• Texto extraído:
Si se busca el desarrollo del niño hay que tener presentes dos factores: además de la salud física, el entorno que se cree debe satisfacer las necesidades que atañen a la vida espiritual.1
El niño debe tener libertad para desenvolverse en ese medio. Allí debe encontrar motivos para realizar una actividad constructiva correspondiente a las necesidades de su desarrollo. Debe entrar en contacto con un adulto que conozca las leyes que rigen su vida y no las obstaculice; que no lo sobreproteja, no le diga qué hacer ni lo obligue a ninguna cosa sin tener en cuenta sus necesidades.
En un ambiente así, queda probado que el niño dista mucho de ser una criatura que anda perdiendo el tiempo y solo piensa en jugar. Al contrario, es un trabajador tenaz, atento, y nada destructivo. Es increíblemente meticuloso, mucho más que los adultos; es cuidadoso con lo que realiza, tiene un gran poder de concentración, es capaz de controlar los movimientos del cuerpo y adora el silencio. Está siempre listo para obedecer; enseguida cumple a gusto con lo que se le pide. Trabaja muy bien solo y no necesita competir con nadie. Todo esto surge como resultado de un intercambio entre el niño y el medio, entre el niño y su trabajo. Y no se debe a que haya un adulto que le señale cada paso que debe dar, que le dé órdenes. Al contrario: el adulto que ha experimentado un contacto íntimo con estos niños vive sentimientos nuevos y misteriosos, y comienza a hacerse a un lado. Se vuelve más humilde, pues piensa: “¡cuánto hace este niño sin que le brinde mi colaboración directa, sin que lo inste a hacer nada!”.

• La solicitud: Devuelva sin ninguna modificación el pasaje del texto sobre el desarrollo del niño que comienza en "Si se busca" y termina en "cuenta sus necesidades.", con ambos fragmentos incluidos.

• Información proporcionada:
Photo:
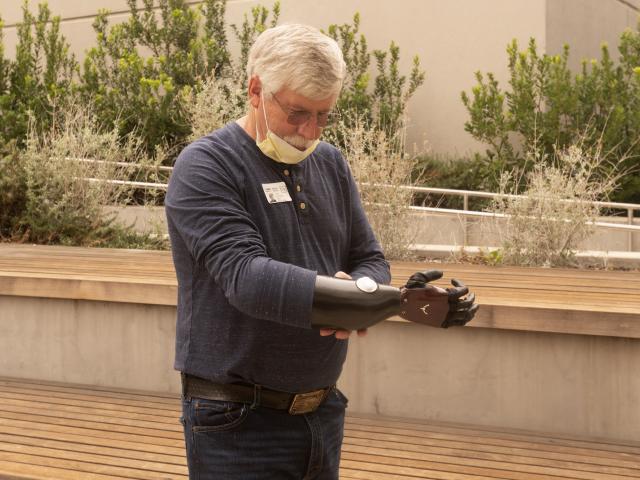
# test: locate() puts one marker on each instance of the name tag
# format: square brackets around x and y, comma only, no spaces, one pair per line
[276,192]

• Respuesta a la tarea:
Si se busca el desarrollo del niño hay que tener presentes dos factores: además de la salud física, el entorno que se cree debe satisfacer las necesidades que atañen a la vida espiritual.1
El niño debe tener libertad para desenvolverse en ese medio. Allí debe encontrar motivos para realizar una actividad constructiva correspondiente a las necesidades de su desarrollo. Debe entrar en contacto con un adulto que conozca las leyes que rigen su vida y no las obstaculice; que no lo sobreproteja, no le diga qué hacer ni lo obligue a ninguna cosa sin tener en cuenta sus necesidades.